··· PAGE TEXT

Part 0 - The Playing Field

programming p2p git rust decentralisation

Before I start exploring p2p git and how to build it, I want to take a peek at the current options for peer-to-peer git, their issues and my motivation for moving towards constructing my own for everyone to use.

The motivations for peer-to-peer git (and preferrably, anonymous git, but I’ll go into that later) are clear.

While git itself as a protocol and version control system is decentralised - that is, everyone downloading a repository typically holds a total copy of the entire repository on their disk - in practise what we’ve ended up with is a few central nodes (GitHub, GitLab, and a couple others) hosting most of the world’s open-source software and acting as a central hub.

This presents a major vulnerability in the supply chain of software. The world runs on FOSS, on the code that people are hosting on GitHub or GitLab, and that is a problem when you consider the implications of an attack on one of these two major sites. While Git itself provides some defence mechanisms, in practise if someone can push to the master/main branch (and if they’ve infiltrated GitHub, then they definitely can do so), they have compromised the central repository everyone is working on until the main author notices the disparity.

Theoretically, this is mitigated by Git’s “sign commits with gpg/ssh/x509 keys feature (see git verify-commit and git verify-tag)”, but in practise verifying signatures of all the commits is not automatic and rarely done due to the need to manually verify every individual commit.

Furthermore, if an author pulls down commits from upstream and signs a new commit, then the vulnerable file will be treated in that commit as having been checked and signed by the author - this is a common workflow for single-author projects (using git pull instead of git fetch) in case they decide they want to merge in changes they made via a web interface or by someone else providing a contribution.

The second vulnerability - and one much more dangerous as far as I am concerned in practise - is the control this gives the companies running the central repositories over the Free & Open Source movements and projects. In particular, GitHub is run by Microsoft, though the criticism does apply to most of these central repos, not just them.

It means Free and Open Source projects end up being capable of massive disruption by the central host simply deciding they want to shutdown a project (or, are legally forced to do so).

······
··· DATA PROVIDED

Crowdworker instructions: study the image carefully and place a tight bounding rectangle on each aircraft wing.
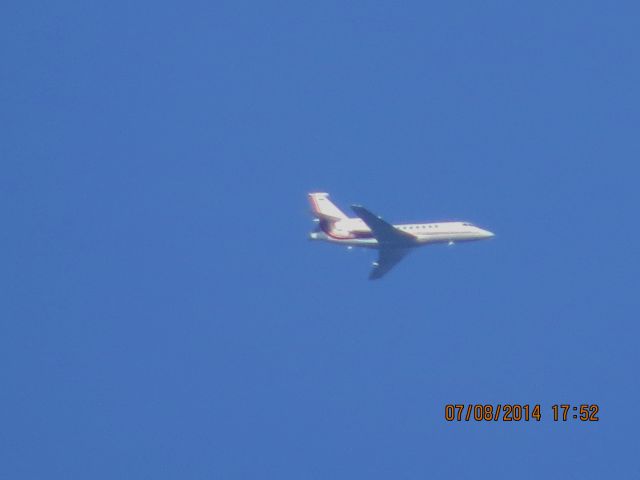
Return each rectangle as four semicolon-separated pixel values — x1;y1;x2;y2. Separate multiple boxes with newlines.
351;205;416;246
369;247;411;280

······

* _EXERCISE INSTRUCTIONS_
[1] In the post on peer-to-peer git, why is verifying commit signatures rarely done in practice?
[2] Write the next part of the post on peer-to-peer git, starting right after its last sentence.

* _EXPECTED RESPONSES_
[1] Verification isn't automatic, and every individual commit has to be checked by hand.

[2]
Part of this is also that people build their development infrastructure around these proprietary software hosts - things like “github forking”, github issues and using platform specific CI - all this makes the FOSS movement much more dependent upon corporate platforms to simply function and increases the migration cost in case a particular host becomes hostile, and can completely shut down any ability to collaborate in the case of temporary or permanent removal of a repository.

Luckily, at least, the git VCS itself is decentralised enough that the code and repository histories are preserved when moving, so it isn’t a total dependence like you’d expect from purely proprietary formats, but it concerns me that even this much has happened.

It’s gotten to the point that even being able to post a crate on crates.io requires logging in with a github account - and while I do appreciate that they are trying to integrate the teams/groups feature and that maintaining your own account database takes infrastructure - it worries me that you need to integrate with a proprietary structure to even contribute to an entire language’s ecosystem.

GitHub also has their own weird proprietary CLI that to me emits whiffs of Embrace, Extend, Extinguish - though I am probably being a little paranoid on that one.

Examples

The YouTube-DL Incident

So, I’m writing all this stuff about issues of centralised control, and theoretical attacks. But, what does that mean in practise?

For that, we have to go back to what got me interested in p2p git in the first place - the incident in October 2020 when the widely-used tool youtube-dl (a tool for downloading youtube videos) got DMCA’d off of GitHub by the nasty folks in the RIAA (an industry group that are big on DRM and copyright and all that sort of stuff).

The entire development process was completely shut down. My understanding is that it was quite stressful for the developers. And it illustrates the power of legal threats to shut-down software inconvenient for megacorporations to leave lying around when it is centrally hosted and coordinated. Eventually, they had to remove some tests from the repository that were deemed to be copyright violations (to my knowledge).

While FOSS is bound to centrally-controlled, barely pseudoanonymous repositories, they are held at the whim of legal threats by a sufficiently monied opponent of whatever they do.

Luckily, after the youtube-dl incident, GitHub did say they would provide legal aid to Open Source projects in the case of legal threats, but this is dependent on the goodwill of GitHub and also on the fact that your software isn’t illegal which in the case of anything to unlock proprietary devices or DRM it may well be - for instance, the library VLC uses to crack DVDs to play them (decss and the FOSS implementation libdvdcss) is in a legal grey area at best.

Nintendo ROMS, Emulators, Mods, etc.

Another thing that has been massively suppressed in the FOSS community is the development of game modifications and customisations - as well as device emulators - for the products of particularly litigious corporations (with Nintendo being a major example).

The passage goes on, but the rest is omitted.